→ Records from a collection:
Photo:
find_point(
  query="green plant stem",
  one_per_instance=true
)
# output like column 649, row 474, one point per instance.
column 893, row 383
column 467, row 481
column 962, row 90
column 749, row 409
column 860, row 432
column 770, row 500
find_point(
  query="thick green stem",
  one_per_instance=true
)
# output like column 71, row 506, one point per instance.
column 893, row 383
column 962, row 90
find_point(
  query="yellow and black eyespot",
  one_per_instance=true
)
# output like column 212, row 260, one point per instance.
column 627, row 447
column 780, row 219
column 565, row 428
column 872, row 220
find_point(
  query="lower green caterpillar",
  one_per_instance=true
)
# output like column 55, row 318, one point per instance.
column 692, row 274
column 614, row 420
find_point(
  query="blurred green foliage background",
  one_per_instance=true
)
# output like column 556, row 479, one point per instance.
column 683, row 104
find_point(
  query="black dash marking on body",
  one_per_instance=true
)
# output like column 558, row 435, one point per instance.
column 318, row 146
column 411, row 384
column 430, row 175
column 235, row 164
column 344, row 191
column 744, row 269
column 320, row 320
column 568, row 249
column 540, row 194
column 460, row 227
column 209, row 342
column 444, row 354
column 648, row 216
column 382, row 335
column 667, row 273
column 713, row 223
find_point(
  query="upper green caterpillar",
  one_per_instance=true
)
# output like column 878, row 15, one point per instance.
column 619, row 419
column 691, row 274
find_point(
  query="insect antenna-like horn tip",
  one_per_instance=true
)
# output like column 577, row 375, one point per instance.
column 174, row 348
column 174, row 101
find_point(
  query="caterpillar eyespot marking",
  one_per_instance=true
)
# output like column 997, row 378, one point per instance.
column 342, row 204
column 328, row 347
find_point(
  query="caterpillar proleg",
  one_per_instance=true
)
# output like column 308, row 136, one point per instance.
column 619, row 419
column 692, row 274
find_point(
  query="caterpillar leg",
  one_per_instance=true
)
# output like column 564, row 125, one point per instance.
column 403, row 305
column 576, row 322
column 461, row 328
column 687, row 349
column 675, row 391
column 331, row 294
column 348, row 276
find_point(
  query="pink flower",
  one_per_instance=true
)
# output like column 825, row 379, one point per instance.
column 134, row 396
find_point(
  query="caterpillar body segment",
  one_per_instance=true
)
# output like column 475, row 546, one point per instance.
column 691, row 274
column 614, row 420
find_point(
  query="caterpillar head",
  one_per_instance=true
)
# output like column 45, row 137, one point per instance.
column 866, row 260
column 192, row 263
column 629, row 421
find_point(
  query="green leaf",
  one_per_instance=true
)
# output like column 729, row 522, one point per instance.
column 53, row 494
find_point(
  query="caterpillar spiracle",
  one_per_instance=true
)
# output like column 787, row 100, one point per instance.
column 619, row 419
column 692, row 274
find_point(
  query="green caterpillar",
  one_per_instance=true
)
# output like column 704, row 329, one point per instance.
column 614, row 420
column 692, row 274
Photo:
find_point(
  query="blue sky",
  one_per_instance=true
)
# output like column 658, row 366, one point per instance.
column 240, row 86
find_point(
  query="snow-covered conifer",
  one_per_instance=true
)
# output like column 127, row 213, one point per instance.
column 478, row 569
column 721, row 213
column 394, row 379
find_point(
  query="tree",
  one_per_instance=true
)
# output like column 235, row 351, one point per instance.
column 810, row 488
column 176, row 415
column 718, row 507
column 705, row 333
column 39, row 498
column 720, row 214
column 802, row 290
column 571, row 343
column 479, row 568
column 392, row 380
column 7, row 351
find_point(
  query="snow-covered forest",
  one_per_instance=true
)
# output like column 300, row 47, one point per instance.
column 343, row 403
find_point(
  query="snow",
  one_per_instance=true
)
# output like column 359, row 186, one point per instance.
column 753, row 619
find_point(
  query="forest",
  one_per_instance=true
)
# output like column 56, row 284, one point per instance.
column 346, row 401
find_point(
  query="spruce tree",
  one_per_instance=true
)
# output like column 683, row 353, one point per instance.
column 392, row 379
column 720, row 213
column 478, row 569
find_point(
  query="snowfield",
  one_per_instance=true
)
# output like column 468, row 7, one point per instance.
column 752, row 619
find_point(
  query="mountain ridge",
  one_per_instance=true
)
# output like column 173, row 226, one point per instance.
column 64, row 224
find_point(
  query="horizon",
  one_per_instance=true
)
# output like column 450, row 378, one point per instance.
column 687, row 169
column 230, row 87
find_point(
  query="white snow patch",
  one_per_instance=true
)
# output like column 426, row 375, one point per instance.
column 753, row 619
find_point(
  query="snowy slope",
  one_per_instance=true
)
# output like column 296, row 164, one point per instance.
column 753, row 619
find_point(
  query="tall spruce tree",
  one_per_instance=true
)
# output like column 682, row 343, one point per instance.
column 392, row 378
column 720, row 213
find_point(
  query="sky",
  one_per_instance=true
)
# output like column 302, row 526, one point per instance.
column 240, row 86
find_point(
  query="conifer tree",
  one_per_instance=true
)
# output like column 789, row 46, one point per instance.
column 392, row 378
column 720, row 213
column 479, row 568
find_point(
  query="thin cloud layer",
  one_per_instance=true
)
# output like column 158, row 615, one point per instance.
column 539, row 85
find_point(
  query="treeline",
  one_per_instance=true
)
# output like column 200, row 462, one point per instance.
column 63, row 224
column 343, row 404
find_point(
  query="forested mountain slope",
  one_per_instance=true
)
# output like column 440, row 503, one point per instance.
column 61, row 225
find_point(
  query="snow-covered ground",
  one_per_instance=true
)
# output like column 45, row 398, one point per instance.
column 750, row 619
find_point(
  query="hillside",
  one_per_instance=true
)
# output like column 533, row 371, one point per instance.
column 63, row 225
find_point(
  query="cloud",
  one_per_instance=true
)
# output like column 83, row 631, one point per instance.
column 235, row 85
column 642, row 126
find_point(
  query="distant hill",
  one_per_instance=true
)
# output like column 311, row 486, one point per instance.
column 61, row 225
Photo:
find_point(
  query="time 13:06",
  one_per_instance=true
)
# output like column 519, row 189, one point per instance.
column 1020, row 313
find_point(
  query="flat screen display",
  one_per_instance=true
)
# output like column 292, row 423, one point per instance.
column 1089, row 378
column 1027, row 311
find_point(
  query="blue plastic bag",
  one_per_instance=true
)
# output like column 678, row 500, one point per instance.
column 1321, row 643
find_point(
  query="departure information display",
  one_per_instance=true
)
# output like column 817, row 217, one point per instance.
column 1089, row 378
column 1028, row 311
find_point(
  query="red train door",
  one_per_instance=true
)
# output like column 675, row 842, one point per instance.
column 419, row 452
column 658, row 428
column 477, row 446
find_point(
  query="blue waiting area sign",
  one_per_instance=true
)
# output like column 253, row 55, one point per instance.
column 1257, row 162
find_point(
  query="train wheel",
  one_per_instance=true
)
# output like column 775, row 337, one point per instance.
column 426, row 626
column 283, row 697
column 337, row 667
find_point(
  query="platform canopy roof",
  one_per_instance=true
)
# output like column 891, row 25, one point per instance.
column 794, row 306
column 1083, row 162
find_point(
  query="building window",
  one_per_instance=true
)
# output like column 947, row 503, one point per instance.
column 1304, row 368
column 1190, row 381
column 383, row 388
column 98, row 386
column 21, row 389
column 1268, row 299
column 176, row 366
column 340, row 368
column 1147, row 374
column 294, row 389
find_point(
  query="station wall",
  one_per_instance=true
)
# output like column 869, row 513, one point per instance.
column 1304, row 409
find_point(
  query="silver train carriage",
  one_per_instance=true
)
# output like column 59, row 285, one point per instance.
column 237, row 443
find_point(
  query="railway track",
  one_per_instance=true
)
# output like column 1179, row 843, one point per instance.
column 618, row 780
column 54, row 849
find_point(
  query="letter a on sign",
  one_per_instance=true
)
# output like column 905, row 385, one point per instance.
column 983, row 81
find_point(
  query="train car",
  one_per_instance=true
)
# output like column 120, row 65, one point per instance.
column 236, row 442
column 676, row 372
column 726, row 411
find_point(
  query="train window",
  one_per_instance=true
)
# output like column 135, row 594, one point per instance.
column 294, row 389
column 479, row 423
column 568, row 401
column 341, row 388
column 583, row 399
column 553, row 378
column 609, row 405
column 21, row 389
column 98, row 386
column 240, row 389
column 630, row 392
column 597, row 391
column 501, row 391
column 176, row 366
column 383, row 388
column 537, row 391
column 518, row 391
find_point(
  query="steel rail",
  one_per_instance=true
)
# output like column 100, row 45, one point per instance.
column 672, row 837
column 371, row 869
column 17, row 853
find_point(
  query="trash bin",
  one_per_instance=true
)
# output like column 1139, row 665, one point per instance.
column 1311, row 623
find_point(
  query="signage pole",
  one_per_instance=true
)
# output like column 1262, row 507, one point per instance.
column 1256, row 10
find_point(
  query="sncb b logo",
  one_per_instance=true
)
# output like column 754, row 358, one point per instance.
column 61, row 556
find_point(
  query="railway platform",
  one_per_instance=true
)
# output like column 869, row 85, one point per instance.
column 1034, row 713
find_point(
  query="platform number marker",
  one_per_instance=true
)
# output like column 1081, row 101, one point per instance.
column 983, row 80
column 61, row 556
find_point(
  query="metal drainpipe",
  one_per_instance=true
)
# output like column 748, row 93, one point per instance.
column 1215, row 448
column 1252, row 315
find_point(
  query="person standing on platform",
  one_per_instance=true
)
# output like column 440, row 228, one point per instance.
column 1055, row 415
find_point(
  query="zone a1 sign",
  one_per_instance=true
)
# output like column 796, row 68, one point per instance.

→ What is expected:
Reproduce the records word for word, starting with the first line and going on through the line with "column 713, row 223", and include both of those lines.

→ Solution to this task:
Photo:
find_point(
  query="green plant stem",
  one_per_instance=true
)
# output like column 649, row 474, one point per instance.
column 893, row 383
column 467, row 481
column 962, row 90
column 749, row 409
column 860, row 432
column 770, row 500
find_point(
  query="thick green stem",
  one_per_instance=true
)
# output like column 71, row 506, one point per instance.
column 893, row 383
column 962, row 90
find_point(
  query="yellow and black eyespot",
  one_per_instance=true
)
# output like column 212, row 260, one point per instance.
column 627, row 447
column 780, row 219
column 565, row 428
column 872, row 220
find_point(
  query="lower green caterpillar",
  one_per_instance=true
)
# output like column 55, row 318, one point per instance.
column 692, row 274
column 614, row 420
find_point(
  query="blurred green foliage background",
  one_per_instance=true
)
# output like column 556, row 479, one point per instance.
column 683, row 104
find_point(
  query="black dash marking on body",
  one_per_instance=true
)
# output like column 558, row 435, one point per instance.
column 318, row 146
column 411, row 384
column 430, row 175
column 235, row 164
column 344, row 191
column 744, row 269
column 320, row 320
column 568, row 249
column 540, row 194
column 460, row 227
column 209, row 342
column 444, row 354
column 648, row 216
column 382, row 335
column 667, row 273
column 713, row 223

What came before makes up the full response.